▸ **Brano scelto**
IL PADRE NOSTRO SARÀ MODIFICATO E ZUCCHERATO. TROVATO UN FRAMMENTO DEL I° SECOLO D.C. CON LA NUOVA VERSIONE? PURTROPPO NO.


Marco Tosatti
Spero che il frammento di Vangelo, scritto in aramaico, greco e latino, come la Stele di Rosetta, in base al quale la Conferenza Episcopale Italiana discuterà come cambiare la preghiera più importante del cristianesimo si rivelerà autentico. Datato intorno agli ultimi anni del primo secolo, e magari, in assenza di registratori tanto cari ai gesuiti, con una firma, o almeno le iniziali di Gesù, il Cristo. L’esistenza di questo frammento o frammenti non è ancora stata resa nota, ma DEVE esistere; se no con quale improntitudine si oserebbe manomettere un testo vecchio di duemila anni, sempre considerato autentico e pregato in quel modo da infinite generazioni di cristiani? L’ultima, debole speranza è che nell’assemblea dell’autunno in cui si deciderà questo cambiamento: da “non indurci in tentazione” a “non abbandonarci alla tentazione”, posto che nel segreto dell’urna come ben sappiamo Dio ti vede, ma Galantino no, e papa Bergoglio neppure, in una resipiscenza di fede e orgoglio il voto sia “no”. Ma ahimè, siamo consci di quanto questo flebile desiderio sia illusorio.

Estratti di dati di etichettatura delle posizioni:
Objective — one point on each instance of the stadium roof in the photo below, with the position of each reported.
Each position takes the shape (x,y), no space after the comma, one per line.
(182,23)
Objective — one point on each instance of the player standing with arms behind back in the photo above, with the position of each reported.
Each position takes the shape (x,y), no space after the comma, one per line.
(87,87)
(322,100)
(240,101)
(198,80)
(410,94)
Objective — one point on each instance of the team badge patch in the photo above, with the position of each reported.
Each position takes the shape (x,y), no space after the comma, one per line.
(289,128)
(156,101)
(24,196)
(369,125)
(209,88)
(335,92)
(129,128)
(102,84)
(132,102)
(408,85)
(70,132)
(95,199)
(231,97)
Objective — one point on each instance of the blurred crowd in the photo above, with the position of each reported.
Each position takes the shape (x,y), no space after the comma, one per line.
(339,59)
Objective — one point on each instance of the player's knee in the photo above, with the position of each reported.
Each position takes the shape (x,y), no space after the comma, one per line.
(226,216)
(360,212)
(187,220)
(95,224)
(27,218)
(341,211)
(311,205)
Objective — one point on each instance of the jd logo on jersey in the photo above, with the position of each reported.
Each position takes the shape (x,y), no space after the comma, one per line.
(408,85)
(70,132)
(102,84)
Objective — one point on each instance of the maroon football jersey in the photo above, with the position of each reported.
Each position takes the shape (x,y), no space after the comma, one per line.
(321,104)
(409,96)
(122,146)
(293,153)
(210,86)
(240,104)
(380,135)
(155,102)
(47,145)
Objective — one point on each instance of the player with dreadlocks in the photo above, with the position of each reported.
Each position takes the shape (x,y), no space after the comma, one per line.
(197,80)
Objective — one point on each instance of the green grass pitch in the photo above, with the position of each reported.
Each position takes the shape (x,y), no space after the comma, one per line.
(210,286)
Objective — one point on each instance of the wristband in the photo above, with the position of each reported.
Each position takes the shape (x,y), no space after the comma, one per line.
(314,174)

▸ **Consegna A**
Nel brano sul Padre Nostro, perché l'autore sostiene che il frammento "DEVE esistere"? Spiegalo in una o due frasi.
▸ **Consegna B**
Cita le voci a partire dalla riga che contiene "Objective — one point on each instance of the player with" fino alla fine delle voci, estremi compresi.
Il brano e le voci non hanno alcun legame tra loro.

▸ **Risposta completa A**
Secondo l'autore il frammento deve esistere perché, altrimenti, nessuno oserebbe con tanta improntitudine manomettere un testo vecchio di duemila anni. Quel testo è sempre stato considerato autentico e pregato in quel modo da infinite generazioni di cristiani.

▸ **Risposta completa B**
Objective — one point on each instance of the player with dreadlocks in the photo above, with the position of each reported.
Each position takes the shape (x,y), no space after the comma, one per line.
(197,80)
Objective — one point on each instance of the green grass pitch in the photo above, with the position of each reported.
Each position takes the shape (x,y), no space after the comma, one per line.
(210,286)
Objective — one point on each instance of the wristband in the photo above, with the position of each reported.
Each position takes the shape (x,y), no space after the comma, one per line.
(314,174)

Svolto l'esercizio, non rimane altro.